▶ Written request: Which lines in the rows below contain the word "sand"? List each of them.

(Shape labeling rows)
>> START
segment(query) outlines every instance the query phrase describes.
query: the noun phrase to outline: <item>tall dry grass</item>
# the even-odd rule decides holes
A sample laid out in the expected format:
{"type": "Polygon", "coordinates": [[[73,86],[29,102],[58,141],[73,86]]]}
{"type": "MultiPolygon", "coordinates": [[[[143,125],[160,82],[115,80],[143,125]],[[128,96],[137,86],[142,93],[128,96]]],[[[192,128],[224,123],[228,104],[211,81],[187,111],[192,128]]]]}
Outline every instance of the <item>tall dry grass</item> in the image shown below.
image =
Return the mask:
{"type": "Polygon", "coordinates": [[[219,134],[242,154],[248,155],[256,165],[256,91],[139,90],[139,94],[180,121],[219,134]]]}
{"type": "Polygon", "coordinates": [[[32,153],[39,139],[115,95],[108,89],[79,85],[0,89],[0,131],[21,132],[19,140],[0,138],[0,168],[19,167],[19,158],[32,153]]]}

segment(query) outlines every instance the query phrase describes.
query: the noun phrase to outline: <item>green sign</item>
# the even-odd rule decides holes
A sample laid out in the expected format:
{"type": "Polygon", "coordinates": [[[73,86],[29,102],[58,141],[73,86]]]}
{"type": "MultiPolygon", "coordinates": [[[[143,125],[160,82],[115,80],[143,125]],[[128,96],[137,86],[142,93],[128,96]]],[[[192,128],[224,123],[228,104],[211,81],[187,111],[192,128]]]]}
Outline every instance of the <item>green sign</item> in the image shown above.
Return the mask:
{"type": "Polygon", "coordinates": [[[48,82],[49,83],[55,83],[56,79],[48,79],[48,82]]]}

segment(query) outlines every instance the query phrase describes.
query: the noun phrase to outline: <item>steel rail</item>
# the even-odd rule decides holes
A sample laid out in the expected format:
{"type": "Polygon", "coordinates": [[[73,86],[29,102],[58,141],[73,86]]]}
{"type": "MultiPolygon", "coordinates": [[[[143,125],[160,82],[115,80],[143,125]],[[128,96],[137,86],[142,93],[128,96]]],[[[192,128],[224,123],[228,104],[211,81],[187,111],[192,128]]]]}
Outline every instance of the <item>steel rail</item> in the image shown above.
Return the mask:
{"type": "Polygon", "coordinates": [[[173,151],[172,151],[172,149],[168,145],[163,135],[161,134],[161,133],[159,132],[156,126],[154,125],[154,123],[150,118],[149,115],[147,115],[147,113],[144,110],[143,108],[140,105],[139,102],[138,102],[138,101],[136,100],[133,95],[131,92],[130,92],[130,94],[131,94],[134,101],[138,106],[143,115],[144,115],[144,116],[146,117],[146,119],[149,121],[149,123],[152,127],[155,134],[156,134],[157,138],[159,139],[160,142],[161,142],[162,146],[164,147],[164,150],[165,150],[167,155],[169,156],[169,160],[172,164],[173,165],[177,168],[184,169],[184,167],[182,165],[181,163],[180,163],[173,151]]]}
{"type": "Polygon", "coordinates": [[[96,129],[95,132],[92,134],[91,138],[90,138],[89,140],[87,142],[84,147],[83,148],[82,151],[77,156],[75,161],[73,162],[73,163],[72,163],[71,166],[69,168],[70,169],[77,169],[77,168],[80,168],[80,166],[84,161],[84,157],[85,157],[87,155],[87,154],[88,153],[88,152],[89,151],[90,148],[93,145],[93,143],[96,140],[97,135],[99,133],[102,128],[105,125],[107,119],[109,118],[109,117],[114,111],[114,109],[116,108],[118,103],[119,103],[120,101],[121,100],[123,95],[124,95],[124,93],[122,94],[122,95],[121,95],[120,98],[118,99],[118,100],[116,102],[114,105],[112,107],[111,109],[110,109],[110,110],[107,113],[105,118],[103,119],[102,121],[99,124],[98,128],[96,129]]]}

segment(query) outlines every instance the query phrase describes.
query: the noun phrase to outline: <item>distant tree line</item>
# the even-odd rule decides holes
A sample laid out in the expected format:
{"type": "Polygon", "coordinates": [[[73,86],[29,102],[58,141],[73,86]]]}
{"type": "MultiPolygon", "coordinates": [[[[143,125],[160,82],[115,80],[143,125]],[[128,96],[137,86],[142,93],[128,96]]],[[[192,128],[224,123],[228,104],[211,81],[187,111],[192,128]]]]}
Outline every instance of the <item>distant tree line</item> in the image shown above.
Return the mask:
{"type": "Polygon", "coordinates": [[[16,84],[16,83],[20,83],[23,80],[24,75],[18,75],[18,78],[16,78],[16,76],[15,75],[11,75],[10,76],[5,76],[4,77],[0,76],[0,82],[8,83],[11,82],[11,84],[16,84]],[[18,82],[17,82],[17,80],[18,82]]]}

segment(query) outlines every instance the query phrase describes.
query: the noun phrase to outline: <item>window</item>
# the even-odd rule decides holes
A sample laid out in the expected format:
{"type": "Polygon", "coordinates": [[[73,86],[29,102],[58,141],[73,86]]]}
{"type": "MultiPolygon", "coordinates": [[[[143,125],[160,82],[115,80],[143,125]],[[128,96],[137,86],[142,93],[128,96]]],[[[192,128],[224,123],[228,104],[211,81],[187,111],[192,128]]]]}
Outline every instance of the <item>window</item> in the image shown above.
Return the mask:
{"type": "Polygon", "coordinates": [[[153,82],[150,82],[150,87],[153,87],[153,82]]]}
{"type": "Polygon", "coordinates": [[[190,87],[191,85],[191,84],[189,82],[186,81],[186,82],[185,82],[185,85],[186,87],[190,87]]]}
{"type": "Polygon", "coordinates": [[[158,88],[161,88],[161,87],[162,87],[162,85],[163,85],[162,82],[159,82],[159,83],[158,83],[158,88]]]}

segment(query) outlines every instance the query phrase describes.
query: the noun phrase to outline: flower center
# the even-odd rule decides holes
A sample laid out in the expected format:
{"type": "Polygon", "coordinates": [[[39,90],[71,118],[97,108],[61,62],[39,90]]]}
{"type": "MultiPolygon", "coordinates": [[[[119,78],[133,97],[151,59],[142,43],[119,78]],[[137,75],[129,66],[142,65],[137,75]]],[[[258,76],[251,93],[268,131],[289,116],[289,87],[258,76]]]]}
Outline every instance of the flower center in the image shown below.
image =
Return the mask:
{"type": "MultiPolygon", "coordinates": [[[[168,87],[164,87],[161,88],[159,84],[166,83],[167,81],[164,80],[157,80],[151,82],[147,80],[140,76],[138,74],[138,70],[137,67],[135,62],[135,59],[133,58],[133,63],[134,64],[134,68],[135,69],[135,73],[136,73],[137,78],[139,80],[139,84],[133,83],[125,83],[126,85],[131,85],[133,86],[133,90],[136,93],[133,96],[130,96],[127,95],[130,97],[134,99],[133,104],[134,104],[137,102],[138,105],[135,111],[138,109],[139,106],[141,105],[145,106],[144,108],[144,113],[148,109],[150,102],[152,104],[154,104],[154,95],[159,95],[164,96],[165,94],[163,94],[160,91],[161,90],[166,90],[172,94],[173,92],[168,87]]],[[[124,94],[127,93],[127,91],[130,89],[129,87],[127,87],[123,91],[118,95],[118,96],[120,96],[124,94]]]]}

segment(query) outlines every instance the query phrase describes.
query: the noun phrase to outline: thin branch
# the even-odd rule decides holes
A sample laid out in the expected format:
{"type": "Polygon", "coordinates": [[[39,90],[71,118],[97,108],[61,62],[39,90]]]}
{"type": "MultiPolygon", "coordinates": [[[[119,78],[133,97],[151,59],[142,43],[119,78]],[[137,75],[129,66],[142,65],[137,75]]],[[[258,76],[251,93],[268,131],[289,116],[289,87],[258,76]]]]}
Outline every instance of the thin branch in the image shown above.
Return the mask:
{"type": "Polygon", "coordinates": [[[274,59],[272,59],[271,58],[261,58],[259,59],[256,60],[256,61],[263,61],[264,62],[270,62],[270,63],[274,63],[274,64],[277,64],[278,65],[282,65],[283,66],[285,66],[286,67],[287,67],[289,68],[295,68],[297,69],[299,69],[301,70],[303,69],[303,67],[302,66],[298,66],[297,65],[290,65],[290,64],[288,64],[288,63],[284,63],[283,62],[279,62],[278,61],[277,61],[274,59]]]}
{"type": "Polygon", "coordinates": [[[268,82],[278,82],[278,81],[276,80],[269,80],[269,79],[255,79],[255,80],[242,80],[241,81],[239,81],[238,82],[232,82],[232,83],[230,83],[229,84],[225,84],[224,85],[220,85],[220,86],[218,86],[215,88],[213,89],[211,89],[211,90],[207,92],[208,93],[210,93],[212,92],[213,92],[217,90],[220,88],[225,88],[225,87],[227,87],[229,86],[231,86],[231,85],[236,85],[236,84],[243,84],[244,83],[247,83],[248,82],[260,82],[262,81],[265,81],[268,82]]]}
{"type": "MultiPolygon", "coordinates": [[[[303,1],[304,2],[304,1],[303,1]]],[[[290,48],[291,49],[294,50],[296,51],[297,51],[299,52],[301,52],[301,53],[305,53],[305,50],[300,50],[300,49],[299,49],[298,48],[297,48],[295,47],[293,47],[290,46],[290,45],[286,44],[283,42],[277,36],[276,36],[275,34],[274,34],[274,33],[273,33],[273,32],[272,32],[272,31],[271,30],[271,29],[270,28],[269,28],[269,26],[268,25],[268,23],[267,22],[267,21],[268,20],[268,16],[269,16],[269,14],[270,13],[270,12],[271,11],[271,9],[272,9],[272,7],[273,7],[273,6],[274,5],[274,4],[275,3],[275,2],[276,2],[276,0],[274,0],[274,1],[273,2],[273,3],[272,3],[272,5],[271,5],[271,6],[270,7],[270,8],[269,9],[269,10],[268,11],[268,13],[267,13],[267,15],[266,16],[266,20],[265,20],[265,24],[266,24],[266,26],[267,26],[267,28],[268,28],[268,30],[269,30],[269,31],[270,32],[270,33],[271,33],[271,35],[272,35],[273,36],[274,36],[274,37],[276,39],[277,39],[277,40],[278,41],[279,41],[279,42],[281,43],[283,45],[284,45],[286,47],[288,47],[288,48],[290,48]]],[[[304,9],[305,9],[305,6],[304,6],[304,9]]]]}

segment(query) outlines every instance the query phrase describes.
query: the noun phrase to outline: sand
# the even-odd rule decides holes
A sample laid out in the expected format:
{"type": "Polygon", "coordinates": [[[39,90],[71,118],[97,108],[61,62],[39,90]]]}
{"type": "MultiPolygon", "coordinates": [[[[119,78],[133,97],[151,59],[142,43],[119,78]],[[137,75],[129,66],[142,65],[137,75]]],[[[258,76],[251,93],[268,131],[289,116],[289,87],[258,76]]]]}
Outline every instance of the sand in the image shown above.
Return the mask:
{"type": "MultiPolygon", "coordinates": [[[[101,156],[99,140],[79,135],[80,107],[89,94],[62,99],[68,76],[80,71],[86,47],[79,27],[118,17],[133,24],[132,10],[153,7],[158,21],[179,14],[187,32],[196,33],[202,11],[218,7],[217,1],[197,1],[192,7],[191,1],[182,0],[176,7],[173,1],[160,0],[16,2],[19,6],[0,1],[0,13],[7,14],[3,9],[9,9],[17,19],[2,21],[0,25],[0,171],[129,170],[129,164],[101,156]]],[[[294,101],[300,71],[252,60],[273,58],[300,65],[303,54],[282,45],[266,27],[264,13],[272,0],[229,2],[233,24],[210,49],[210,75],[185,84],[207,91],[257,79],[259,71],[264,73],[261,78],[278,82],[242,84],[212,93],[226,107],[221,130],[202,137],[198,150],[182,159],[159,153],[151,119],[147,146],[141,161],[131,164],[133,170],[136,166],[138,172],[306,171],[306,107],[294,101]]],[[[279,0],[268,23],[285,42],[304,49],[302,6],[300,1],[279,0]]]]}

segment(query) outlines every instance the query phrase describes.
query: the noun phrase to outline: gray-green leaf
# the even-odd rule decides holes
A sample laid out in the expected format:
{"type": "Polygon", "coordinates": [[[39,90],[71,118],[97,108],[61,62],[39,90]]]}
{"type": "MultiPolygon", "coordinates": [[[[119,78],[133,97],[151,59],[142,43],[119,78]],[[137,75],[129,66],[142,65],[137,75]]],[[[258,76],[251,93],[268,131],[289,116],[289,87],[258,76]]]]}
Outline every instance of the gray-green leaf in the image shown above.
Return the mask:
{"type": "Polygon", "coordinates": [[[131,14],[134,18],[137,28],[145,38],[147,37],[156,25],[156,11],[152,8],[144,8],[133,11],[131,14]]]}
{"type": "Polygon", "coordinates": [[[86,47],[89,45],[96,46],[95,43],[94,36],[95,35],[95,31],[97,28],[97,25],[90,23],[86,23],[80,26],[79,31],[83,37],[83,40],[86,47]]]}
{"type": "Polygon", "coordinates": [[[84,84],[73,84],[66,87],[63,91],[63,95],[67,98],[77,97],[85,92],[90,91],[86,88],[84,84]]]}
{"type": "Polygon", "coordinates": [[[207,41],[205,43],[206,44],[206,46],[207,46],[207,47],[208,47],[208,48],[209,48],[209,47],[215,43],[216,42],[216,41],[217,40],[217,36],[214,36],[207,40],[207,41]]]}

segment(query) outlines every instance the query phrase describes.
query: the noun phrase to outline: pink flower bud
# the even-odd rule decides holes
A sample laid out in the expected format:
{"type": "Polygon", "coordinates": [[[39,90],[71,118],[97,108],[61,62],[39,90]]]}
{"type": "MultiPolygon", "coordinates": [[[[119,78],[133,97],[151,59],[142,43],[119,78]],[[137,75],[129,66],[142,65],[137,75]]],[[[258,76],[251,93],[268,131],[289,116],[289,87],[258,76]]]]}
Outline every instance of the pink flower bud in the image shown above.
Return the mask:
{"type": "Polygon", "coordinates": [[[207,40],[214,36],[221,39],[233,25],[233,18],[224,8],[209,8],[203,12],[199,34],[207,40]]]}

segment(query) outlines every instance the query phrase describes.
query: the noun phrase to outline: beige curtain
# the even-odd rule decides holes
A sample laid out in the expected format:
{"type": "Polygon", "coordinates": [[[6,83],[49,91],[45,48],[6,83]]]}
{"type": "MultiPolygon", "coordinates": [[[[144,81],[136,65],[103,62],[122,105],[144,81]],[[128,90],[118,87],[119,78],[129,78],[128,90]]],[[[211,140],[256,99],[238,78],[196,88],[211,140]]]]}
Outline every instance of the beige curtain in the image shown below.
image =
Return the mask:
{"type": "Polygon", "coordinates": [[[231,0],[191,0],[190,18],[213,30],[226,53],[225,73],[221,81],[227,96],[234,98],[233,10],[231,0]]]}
>> END
▶ Result below:
query: the noun phrase to outline: sand
Outline every instance of the sand in the image shown above.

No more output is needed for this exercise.